**Requisitos del ejercicio**.
1 - ¿Puedes reescribir el texto sobre Juan Marsé desde "LITERATURA / UNA" hasta "unas cuantas entrevistas.", ambos incluidos, poniendo "cuentos" en lugar de "relatos"?
2 - ¿Cómo seguiría el texto de la entrevista a Juan Marsé a partir del punto en que se detiene?

**Texto del documento**.
- - - - -

LITERATURA / UNA TARDE CON JUAN MARSÉ
UNA TARDE
CON JUAN
MARSÉ
Durante 15 años colaboré en
la revista Playboy. Además de relatos, artículos y reportajes, publiqué unas cuantas entrevistas.
La de Juan Marsé fue muy especial una vez apagué la grabadora. Nos explayamos
hablando de los colegios franquistas, los cines de nuestra infancia, las aventis que nos
habían marcado, de todo ese territorio de la infancia que, pese a la diferencia
generacional, nos unía. Juan Marsé formó parte del jurado que premió mi novela “Pubis
de vello rojo” con la Sonrisa Vertical. No se ha ido porque ahí está con sus
excelentes libros que forman parte de nuestro legado literario. Además de buen
escritor, de los mejores, era un tipo con principios y jamás se cortó. No
escribirá más. Aquí tienen la entrevista, tal como se publicó, y las fotos que
la acompañaron con una excepción, mi única foto con él con motivo del premio La
Sonrisa Vertical.
Marsé es tal como uno se lo imagina leyéndole:
afable, sencillo, entrañable y nada divo. Su nombre aparece en todos los libros
de texto y sus novelas son objeto de estudio en medio mundo, pero él no parece
darle ninguna importancia al peso que tiene en nuestra literatura. Me abre la
puerta de su casa en compañía de su perro, un apacible labrador muy distinto
del pobre Chispas de su novela, y pasamos a su soleado estudio. Los retratos,
que se hacen un hueco entre los montones de libros desordenados, trazan un
itinerario sentimental de Marsé: la portada de un Por Favor, con la redacción
en pleno - Vázquez Montalbán, Perich, el propio Marsé, magullados, con los
brazos en cabestrillo y parches en los ojos, como si sobrevivieran a una guerra
-, fotos de sus nietos, Barral en Calafell, una gran foto de Stevenson... Se
sienta en un sillón, tras intercambiar libros y dedicatorias, y se rompe el
hielo cuando descubre que hemos sido vecinos, sin saberlo, del barrio de Gracia
- él vivía en Martí esquina Escorial, yo en Escorial esquina San Luis, a unos
cientos de metros - y hemos frecuentado
los mismos cines de barrio - el Delicias, el Roxy, el Máximo, el Chile, el
Rovira, etc. - hoy desaparecidos, resucitados en sus libros. Mira con cierto
escepticismo a la grabadora que se pone en marcha. “No sé si diré algo que
tenga mucho sentido. Llevo tantos días hablando ya del libro”.
Siete años has
tardado en alumbrar su novela número 11. ¿Cómo fue su gestación?
¿Cuáles fueron
los pasos que tuviste que dar hasta conseguir la versión definitiva de “Rabos
de lagartija”? ¿La tuviste que reescribir muchas veces?
Yo hago bastantes versiones de algunos capítulos; de
algún capítulo he llegado a hacer doce o catorce versiones, de otros ninguna,
pero dos o tres versiones no me las quita nadie.

- - - - -

**Líneas de datos**.
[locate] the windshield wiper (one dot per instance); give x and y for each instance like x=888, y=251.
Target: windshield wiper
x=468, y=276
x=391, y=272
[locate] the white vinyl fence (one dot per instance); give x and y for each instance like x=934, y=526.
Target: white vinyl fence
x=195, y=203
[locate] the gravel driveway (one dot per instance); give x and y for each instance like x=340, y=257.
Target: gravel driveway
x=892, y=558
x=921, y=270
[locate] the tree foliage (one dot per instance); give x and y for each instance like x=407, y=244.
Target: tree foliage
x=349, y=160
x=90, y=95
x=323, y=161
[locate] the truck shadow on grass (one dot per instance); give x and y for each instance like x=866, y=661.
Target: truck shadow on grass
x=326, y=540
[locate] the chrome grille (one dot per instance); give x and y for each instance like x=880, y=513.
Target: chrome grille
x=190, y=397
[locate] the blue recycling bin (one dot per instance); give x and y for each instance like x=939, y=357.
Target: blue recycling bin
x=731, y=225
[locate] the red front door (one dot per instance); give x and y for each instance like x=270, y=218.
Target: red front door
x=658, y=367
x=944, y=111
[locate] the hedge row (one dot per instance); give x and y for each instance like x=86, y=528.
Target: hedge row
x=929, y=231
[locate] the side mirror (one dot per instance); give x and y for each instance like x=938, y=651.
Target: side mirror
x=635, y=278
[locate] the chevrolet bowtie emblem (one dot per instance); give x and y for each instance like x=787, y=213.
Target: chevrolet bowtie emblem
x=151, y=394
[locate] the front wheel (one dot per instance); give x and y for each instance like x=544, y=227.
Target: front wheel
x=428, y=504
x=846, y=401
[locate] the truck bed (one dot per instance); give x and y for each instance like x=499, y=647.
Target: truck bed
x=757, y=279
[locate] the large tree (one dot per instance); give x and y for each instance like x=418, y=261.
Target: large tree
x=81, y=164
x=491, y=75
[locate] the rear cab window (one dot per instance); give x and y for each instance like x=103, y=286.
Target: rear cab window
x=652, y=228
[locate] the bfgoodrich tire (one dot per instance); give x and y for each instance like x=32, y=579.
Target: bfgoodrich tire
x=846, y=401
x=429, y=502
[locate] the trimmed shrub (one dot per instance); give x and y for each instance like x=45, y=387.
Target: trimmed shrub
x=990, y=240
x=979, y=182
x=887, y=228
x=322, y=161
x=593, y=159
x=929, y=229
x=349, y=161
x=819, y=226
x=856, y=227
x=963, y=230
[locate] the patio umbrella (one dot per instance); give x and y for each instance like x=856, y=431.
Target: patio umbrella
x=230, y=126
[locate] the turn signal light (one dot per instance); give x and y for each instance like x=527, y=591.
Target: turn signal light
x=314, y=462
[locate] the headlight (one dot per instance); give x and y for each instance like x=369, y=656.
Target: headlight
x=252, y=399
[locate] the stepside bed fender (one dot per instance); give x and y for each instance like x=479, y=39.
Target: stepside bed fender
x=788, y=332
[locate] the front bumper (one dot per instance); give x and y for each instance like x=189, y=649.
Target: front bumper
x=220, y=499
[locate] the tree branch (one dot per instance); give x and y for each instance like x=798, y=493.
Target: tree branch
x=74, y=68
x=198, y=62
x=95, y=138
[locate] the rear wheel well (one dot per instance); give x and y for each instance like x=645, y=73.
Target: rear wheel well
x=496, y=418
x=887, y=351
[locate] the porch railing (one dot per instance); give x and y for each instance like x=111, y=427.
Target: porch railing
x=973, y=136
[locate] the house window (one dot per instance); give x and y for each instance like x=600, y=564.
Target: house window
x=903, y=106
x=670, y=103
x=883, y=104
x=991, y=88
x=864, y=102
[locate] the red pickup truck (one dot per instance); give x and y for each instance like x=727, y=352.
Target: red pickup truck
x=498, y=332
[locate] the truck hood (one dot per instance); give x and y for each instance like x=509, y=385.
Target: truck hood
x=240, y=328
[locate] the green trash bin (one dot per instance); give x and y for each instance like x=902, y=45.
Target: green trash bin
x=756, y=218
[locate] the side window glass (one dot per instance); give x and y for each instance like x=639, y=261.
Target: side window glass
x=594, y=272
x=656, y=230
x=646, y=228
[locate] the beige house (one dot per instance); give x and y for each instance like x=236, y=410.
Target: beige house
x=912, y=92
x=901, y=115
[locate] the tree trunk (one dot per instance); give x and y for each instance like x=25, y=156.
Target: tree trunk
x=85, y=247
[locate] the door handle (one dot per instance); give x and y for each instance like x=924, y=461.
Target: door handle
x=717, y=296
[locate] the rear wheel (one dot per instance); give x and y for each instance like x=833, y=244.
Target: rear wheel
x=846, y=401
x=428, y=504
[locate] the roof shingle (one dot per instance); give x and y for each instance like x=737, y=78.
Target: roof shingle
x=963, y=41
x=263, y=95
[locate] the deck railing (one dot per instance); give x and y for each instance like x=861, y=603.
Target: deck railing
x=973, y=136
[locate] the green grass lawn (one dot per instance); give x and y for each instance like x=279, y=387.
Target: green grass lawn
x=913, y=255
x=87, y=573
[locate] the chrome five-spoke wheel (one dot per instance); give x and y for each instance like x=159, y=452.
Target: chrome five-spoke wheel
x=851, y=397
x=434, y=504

- - - - -

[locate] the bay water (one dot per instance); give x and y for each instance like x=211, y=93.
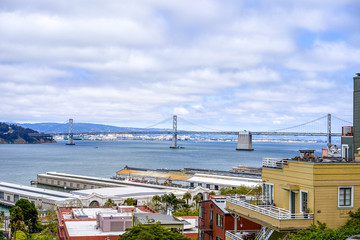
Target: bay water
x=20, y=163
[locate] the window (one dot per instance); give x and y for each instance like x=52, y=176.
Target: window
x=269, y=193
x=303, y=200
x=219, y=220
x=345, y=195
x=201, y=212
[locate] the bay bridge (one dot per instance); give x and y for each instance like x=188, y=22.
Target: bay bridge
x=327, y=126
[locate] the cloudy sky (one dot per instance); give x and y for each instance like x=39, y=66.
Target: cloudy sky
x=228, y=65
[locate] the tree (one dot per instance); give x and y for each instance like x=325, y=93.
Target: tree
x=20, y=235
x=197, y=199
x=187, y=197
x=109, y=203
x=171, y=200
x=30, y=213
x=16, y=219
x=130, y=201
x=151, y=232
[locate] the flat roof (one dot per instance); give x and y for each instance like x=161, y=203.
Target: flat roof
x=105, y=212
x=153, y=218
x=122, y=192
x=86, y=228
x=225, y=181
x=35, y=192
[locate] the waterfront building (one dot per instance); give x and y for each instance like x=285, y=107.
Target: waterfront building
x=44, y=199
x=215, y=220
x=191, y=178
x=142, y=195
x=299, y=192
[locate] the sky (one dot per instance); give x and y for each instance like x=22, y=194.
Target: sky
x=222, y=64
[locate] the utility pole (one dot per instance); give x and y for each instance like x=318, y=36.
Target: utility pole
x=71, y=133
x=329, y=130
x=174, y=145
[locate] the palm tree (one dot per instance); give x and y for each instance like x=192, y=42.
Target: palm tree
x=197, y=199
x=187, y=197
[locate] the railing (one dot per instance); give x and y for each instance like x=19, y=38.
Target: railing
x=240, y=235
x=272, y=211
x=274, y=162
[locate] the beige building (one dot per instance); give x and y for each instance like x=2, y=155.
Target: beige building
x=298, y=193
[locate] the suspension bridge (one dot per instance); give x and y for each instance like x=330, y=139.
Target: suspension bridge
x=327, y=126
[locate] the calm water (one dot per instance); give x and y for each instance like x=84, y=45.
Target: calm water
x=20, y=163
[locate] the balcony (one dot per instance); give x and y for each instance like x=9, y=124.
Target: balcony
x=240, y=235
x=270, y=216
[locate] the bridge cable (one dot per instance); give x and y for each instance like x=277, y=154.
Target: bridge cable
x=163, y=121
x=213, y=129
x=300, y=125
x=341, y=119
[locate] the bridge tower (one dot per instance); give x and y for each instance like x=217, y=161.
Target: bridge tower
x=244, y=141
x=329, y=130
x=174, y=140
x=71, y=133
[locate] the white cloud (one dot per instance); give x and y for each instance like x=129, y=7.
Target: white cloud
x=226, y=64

- - - - -

**Respuestas**.
1 -
LITERATURA / UNA TARDE CON JUAN MARSÉ
UNA TARDE
CON JUAN
MARSÉ
Durante 15 años colaboré en
la revista Playboy. Además de cuentos, artículos y reportajes, publiqué unas cuantas entrevistas.

2 -
Existe, a lo
largo de toda tu trayectoria narrativa, una fijación por un mismo paisaje, el
Guinardó y Gracia, y una época, la posguerra. Eso ¿por qué es así? ¿Porque
otras épocas no te interesan?
No, la verdad es que no me lo planteo, es que ese es
mi mundo, no sabría explicarlo de otra manera. Tampoco es que me circunscriba
necesariamente al año 45, que es cuando tenía doce años, no. Ese es un mundo
que para mí es suficiente, por decirlo de alguna manera, tengo todo el material,
todas las facetas diversas que pueden componer una ficción literaria. Tengo los
personajes, las situaciones, los recuerdos...Lo que pasa es que no es una
crónica fidedigna de todo lo que me pasó en la infancia, en la adolescencia y
en la juventud, ni muchísimo menos. Hay un porcentaje elevadísimo de invención,
yo diría que un 80 por ciento es inventado. Es como una escenografía, el tiempo
detenido, el tiempo de la ficción, éste me es suficiente, me basta, me
interesa.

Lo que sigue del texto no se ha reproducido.